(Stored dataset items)
__________________________________________________

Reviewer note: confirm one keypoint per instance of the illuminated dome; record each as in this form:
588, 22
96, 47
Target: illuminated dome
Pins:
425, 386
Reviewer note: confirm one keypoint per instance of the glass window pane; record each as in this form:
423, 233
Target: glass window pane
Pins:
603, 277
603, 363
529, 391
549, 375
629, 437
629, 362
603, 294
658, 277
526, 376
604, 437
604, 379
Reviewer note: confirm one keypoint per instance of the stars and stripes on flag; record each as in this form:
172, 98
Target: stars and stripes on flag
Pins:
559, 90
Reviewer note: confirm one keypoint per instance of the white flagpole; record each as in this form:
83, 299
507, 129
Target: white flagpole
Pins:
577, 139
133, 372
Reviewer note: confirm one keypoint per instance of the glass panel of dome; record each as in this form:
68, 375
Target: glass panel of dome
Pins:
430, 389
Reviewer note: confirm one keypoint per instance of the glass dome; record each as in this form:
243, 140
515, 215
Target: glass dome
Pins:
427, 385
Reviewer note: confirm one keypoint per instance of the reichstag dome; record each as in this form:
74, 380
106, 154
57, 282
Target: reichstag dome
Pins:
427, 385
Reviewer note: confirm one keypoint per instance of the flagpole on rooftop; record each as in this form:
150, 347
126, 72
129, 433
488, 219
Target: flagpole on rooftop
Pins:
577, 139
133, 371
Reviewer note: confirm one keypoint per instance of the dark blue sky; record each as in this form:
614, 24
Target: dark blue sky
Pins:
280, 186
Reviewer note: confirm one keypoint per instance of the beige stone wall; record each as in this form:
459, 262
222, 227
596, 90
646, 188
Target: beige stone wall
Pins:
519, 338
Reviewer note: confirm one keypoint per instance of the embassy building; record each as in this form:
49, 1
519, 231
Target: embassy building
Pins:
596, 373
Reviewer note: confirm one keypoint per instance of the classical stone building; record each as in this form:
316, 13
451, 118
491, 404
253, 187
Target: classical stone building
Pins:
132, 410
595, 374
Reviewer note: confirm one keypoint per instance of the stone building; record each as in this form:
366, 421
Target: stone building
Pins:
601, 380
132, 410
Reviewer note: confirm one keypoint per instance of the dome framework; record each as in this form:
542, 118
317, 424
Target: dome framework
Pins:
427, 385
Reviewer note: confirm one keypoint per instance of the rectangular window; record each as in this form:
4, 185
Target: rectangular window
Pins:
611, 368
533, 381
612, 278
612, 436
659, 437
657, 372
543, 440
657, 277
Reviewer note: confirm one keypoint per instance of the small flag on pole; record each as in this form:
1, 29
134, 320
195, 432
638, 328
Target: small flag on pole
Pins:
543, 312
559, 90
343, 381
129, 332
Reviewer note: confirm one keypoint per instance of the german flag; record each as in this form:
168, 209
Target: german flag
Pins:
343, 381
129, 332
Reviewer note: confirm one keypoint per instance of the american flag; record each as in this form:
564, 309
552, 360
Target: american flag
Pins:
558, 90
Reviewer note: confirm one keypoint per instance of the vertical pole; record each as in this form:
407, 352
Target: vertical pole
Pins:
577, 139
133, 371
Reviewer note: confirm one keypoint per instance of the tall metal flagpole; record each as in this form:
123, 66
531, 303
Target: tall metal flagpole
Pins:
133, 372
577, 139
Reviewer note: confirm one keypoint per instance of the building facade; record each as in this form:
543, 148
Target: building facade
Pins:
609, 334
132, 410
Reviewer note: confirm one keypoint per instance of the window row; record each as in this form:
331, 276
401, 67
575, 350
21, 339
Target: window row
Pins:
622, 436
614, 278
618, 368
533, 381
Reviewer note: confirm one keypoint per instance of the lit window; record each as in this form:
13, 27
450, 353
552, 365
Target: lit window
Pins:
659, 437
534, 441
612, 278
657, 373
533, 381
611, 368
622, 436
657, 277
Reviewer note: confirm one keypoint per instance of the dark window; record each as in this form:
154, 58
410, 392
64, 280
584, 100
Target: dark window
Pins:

__________________________________________________

Exercise:
Show the lines of the data that hold the word "beige".

Answer to the exercise:
Reviewer note: confirm one keypoint per instance of the beige stone wall; record each as in this form:
Target: beige stone wall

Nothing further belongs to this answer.